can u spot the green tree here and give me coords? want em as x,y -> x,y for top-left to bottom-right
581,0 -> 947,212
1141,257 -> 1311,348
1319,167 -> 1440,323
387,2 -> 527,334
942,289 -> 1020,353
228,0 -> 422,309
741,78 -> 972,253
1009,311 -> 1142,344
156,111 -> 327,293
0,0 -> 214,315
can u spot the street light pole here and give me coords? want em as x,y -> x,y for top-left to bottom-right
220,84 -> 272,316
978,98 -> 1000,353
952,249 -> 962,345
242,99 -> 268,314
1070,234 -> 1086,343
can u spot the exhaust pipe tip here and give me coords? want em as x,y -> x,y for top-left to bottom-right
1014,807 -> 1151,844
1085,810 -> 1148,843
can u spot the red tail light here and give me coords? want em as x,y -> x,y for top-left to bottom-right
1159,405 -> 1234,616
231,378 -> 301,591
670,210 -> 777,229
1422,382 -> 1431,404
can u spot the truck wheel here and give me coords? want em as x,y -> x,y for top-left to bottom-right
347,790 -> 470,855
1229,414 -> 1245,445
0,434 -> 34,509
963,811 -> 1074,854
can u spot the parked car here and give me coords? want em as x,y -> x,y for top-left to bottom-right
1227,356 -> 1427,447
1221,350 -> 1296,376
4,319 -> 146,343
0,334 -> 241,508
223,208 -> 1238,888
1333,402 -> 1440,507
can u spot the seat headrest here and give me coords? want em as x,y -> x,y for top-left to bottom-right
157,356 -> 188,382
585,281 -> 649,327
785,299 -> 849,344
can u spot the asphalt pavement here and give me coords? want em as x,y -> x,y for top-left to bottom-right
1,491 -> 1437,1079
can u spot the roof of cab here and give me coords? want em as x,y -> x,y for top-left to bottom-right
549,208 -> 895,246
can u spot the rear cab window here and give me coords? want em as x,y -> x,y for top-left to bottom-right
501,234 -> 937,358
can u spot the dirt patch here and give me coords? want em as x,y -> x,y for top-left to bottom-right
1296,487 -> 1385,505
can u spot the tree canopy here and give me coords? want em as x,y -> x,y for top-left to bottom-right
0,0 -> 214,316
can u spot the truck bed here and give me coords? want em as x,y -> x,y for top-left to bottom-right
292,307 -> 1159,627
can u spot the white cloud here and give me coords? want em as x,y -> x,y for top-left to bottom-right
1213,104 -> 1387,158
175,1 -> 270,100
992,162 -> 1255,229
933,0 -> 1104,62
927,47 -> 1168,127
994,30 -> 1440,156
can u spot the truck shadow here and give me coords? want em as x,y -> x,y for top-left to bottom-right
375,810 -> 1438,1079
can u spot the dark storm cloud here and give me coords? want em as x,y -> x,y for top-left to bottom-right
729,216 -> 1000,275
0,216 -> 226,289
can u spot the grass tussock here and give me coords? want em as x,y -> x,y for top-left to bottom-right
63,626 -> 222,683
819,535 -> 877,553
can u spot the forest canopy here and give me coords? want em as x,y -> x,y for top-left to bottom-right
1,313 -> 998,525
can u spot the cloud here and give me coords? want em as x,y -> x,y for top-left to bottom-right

* [WHAT YOU NEED TO DO]:
Take each line of the listing above and set it down again exactly.

* [ANSWER SPACE]:
can u spot the green tree here and give me coords? want em as x,y -> x,y for top-left to bottom-right
581,0 -> 947,212
1141,257 -> 1311,348
1319,167 -> 1440,323
387,2 -> 527,334
942,289 -> 1020,353
228,0 -> 422,309
741,78 -> 972,253
1009,311 -> 1142,344
156,111 -> 327,293
0,0 -> 214,315
can u spot the street light pole here and give me coords? want em as x,y -> x,y for top-left to bottom-right
220,84 -> 272,316
978,98 -> 1000,353
952,249 -> 962,345
242,99 -> 268,314
1070,234 -> 1086,343
can u spot the exhaust pipe tip here and give me coords? want em as x,y -> x,y for top-left to bottom-right
1014,807 -> 1151,844
1085,810 -> 1148,843
can u spot the red tail light here and give me coords? want em as x,y -> x,y for top-left to bottom-right
1159,405 -> 1234,616
231,378 -> 301,591
670,210 -> 777,229
1422,382 -> 1431,404
can u spot the truck wheel here and give me coords? want em as x,y -> x,y for top-left to bottom-right
347,790 -> 470,855
1229,414 -> 1245,445
0,434 -> 34,509
963,811 -> 1074,854
can u spot the parked car here and give me coords? want em as x,y -> x,y for top-left to bottom-right
1227,356 -> 1427,447
1221,350 -> 1296,376
4,319 -> 146,343
0,334 -> 241,508
223,208 -> 1238,888
1333,402 -> 1440,507
can u spot the seat headrest here and give me coords? want em as x,y -> x,y for top-left to bottom-right
157,356 -> 188,382
585,281 -> 649,327
785,299 -> 849,344
can u spot the asphalt pavement here and give me coords? want em as x,y -> x,y for top-left to bottom-right
1,491 -> 1437,1079
can u spot the roof of cab here and give me coords? want em as x,y -> x,y for top-left to bottom-right
549,208 -> 895,246
can u spot the rear cab window here and give me coords? want em as x,y -> x,y for top-left to bottom-right
501,234 -> 937,358
can u spot the dirt patch here and give me coords? want em as x,y -> x,y for top-left to bottom-right
1296,487 -> 1385,505
can u spot the tree canopy here and give me coords? want em as x,y -> x,y for top-left to bottom-right
0,0 -> 214,316
can u spot the truck bed here and give me coords? want em as x,y -> x,y for top-left to bottom-right
292,307 -> 1159,627
can u spot the white cloud here and give me coords? want em as x,y -> x,y for top-left to bottom-right
1213,104 -> 1387,158
175,1 -> 270,100
992,162 -> 1255,229
933,0 -> 1104,62
927,47 -> 1168,127
994,30 -> 1440,156
can u spot the truck shadow here and give me coords? want em as x,y -> x,y for top-left to bottom-right
375,810 -> 1438,1079
can u spot the dark storm cloud here and give me coords? want em as x,y -> x,y for top-left to bottom-right
729,216 -> 1000,275
0,216 -> 226,289
can u spot the grass tussock here and give me coords? want em as x,y -> x,y for top-left to bottom-right
63,626 -> 222,683
819,535 -> 877,553
can u spot the forest canopy here and give me coords? want em as x,y -> x,y for top-left to bottom-right
1,313 -> 998,525
can u spot the cloud here and give me coords? want em as x,y -> x,y for top-left to bottom-right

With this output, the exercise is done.